▶ _Your instructions_:
Word for word, copy out every line of the records, omitting each picture.

▶ _Input data_:
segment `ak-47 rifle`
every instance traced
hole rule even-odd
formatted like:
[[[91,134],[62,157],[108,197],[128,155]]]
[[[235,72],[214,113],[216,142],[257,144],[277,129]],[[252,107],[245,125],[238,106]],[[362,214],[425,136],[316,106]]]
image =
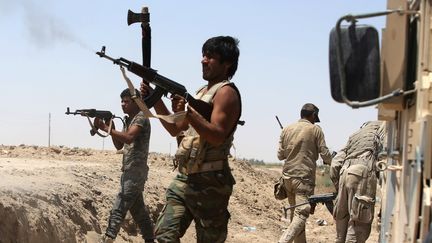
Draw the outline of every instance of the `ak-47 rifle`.
[[[112,58],[105,54],[105,46],[102,46],[101,51],[96,52],[96,54],[100,57],[112,61],[114,64],[125,67],[130,72],[143,78],[143,80],[145,80],[146,82],[156,85],[155,93],[157,93],[156,91],[158,89],[162,90],[162,92],[158,92],[158,94],[153,94],[152,97],[156,95],[158,96],[154,100],[157,101],[162,97],[162,95],[167,95],[168,93],[180,95],[189,103],[192,108],[194,108],[199,114],[201,114],[201,116],[203,116],[207,121],[210,121],[213,106],[202,100],[195,99],[192,95],[188,93],[188,91],[183,85],[158,74],[156,70],[152,68],[145,67],[133,61],[129,61],[123,57],[117,59]],[[239,125],[244,125],[244,123],[244,121],[238,121]]]
[[[326,208],[328,209],[328,211],[333,214],[333,200],[336,198],[336,193],[326,193],[326,194],[317,194],[317,195],[312,195],[308,198],[308,200],[306,202],[297,204],[297,205],[293,205],[293,206],[289,206],[289,207],[283,207],[284,213],[285,213],[285,218],[287,217],[287,211],[291,208],[296,208],[298,206],[302,206],[305,204],[310,204],[311,205],[311,210],[310,210],[310,214],[314,214],[315,213],[315,207],[318,203],[322,203],[326,205]]]
[[[87,117],[90,127],[92,128],[90,130],[90,135],[94,136],[95,134],[98,134],[101,137],[107,137],[108,135],[104,135],[98,132],[98,128],[93,125],[93,123],[90,121],[90,118],[100,118],[103,121],[110,122],[110,127],[112,125],[112,119],[118,118],[122,121],[124,124],[124,121],[121,117],[115,116],[111,111],[103,111],[103,110],[96,110],[96,109],[81,109],[81,110],[75,110],[74,112],[71,112],[69,107],[66,108],[66,115],[80,115]],[[111,130],[111,129],[110,129]]]

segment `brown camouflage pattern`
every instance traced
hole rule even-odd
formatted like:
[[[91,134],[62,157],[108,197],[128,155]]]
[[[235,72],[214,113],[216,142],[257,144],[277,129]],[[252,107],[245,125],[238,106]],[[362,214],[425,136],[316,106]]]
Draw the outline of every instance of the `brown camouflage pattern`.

▶ _Task output_:
segment `ak-47 rifle`
every instance traced
hole rule even-odd
formatted like:
[[[91,134],[62,157],[108,197],[128,155]]]
[[[235,72],[214,113],[216,142],[257,144],[277,129]],[[252,107],[245,125],[238,106]],[[362,214],[425,136],[316,106]]]
image =
Draw the outline of every instance of the `ak-47 rifle`.
[[[112,58],[105,54],[105,46],[102,46],[101,51],[96,52],[96,54],[100,57],[112,61],[114,64],[125,67],[130,72],[143,78],[143,80],[145,80],[146,82],[156,85],[155,93],[157,93],[156,91],[158,89],[162,90],[162,92],[158,92],[158,94],[153,94],[152,97],[156,95],[158,96],[154,100],[157,101],[162,97],[162,95],[167,95],[168,93],[180,95],[189,103],[192,108],[194,108],[199,114],[201,114],[201,116],[203,116],[207,121],[210,121],[213,106],[202,100],[195,99],[192,95],[188,93],[188,91],[183,85],[158,74],[156,70],[152,68],[145,67],[133,61],[129,61],[123,57],[117,59]],[[239,125],[244,125],[244,123],[244,121],[238,121]]]
[[[326,208],[328,209],[328,211],[333,214],[333,200],[336,198],[336,193],[326,193],[326,194],[317,194],[317,195],[312,195],[308,198],[308,200],[306,202],[297,204],[297,205],[293,205],[293,206],[289,206],[289,207],[283,207],[284,213],[285,213],[285,218],[287,217],[287,211],[291,208],[296,208],[298,206],[302,206],[305,204],[310,204],[311,205],[311,210],[310,210],[310,214],[314,214],[315,213],[315,207],[318,203],[322,203],[326,205]]]
[[[87,117],[90,127],[92,128],[90,130],[90,135],[94,136],[95,134],[98,134],[101,137],[107,137],[108,135],[104,135],[98,132],[98,128],[93,125],[93,123],[90,121],[90,118],[100,118],[103,121],[110,122],[110,127],[112,125],[112,119],[118,118],[122,121],[124,124],[124,121],[121,117],[115,116],[111,111],[103,111],[103,110],[96,110],[96,109],[81,109],[81,110],[75,110],[74,112],[71,112],[69,107],[66,108],[66,115],[80,115]],[[111,130],[111,129],[110,129]]]

segment `brown camouflage pattern`
every instance traced
hole rule even-odd
formatted like:
[[[91,134],[62,157],[108,197],[128,155]]]
[[[235,72],[214,113],[216,142],[257,144],[277,129]],[[252,107],[245,125],[238,106]],[[362,214],[425,136],[316,106]]]
Draw the outline of every instance of the `brown camouflage pattern`.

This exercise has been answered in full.